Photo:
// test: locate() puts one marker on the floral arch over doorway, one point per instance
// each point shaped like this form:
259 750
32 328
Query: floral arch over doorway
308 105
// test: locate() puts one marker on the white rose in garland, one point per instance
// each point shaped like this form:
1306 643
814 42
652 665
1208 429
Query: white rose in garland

═══

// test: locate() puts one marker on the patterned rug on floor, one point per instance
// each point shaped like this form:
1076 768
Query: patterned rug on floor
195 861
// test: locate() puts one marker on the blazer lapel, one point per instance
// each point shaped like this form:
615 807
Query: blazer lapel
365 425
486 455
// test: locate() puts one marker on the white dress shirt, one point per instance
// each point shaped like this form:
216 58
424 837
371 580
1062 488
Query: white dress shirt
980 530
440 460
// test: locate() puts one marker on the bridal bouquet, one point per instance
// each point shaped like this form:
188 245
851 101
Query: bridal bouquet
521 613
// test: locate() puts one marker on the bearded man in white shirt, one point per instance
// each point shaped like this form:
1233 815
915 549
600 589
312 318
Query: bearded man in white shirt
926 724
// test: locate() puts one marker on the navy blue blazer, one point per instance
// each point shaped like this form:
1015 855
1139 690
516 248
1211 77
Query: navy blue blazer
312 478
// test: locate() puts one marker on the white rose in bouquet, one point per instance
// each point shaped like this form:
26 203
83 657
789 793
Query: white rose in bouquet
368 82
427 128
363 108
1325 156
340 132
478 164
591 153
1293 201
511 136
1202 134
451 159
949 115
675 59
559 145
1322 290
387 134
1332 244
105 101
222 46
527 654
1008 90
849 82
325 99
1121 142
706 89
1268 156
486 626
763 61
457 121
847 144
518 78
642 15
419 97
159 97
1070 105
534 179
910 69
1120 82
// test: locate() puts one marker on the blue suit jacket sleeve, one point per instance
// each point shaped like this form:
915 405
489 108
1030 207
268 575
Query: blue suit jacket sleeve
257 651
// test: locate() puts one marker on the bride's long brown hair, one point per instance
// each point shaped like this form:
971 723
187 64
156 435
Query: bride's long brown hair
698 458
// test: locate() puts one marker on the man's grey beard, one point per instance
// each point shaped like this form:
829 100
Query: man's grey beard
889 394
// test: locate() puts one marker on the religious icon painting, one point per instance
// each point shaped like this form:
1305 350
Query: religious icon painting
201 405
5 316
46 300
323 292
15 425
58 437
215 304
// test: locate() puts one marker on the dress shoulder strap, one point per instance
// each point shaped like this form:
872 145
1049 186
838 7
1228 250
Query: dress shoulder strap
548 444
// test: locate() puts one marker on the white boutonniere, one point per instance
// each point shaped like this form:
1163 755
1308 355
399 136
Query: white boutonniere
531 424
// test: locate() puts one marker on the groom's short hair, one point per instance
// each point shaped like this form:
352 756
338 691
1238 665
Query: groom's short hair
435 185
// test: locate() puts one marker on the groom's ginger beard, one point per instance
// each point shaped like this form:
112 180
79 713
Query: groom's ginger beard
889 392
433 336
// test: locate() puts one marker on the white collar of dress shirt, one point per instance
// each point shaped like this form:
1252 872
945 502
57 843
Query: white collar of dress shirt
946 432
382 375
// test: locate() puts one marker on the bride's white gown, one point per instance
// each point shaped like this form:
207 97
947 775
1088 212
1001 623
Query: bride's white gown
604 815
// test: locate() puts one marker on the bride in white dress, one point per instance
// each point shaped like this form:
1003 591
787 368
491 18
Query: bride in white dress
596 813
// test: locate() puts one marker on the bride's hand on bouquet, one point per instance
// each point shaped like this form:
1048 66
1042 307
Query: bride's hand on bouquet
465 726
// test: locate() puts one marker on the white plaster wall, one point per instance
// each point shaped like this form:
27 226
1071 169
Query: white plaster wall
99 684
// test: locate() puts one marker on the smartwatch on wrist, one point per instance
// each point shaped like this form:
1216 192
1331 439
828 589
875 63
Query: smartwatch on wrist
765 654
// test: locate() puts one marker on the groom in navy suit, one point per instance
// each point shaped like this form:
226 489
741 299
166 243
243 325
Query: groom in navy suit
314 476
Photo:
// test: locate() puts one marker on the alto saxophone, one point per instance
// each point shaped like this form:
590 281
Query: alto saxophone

═══

Add -77 to every coordinate in the answers and write out all the lines again, from the line with "on bouquet, one point per instance" to the line with "Query: alto saxophone", both included.

// test: locate() puts one marker on the bride's hand on bouquet, one point per instance
// each point shaped like this form:
1048 66
1042 307
Query: bride's hand on bouquet
388 649
// test: locate() puts one marker on the white plaster wall, one point per instance
// each point shaped like this form:
27 226
1071 169
Query: white plaster wall
22 607
// test: locate() puts one marker on the smartwatch on wrist, one point per instance
// each point shaped like this form:
1216 192
1331 439
828 589
875 63
Query: smartwatch on wrist
688 577
// test: locate() puts one marker on the groom in navy suit, one point per instance
// each point shaped like this form:
226 489
741 299
166 243
243 325
Query: groom in navy suit
237 399
Photo:
// test: locate() puts one marker on the alto saxophone, one point per instance
// each point shaped like this form:
590 281
Query: alto saxophone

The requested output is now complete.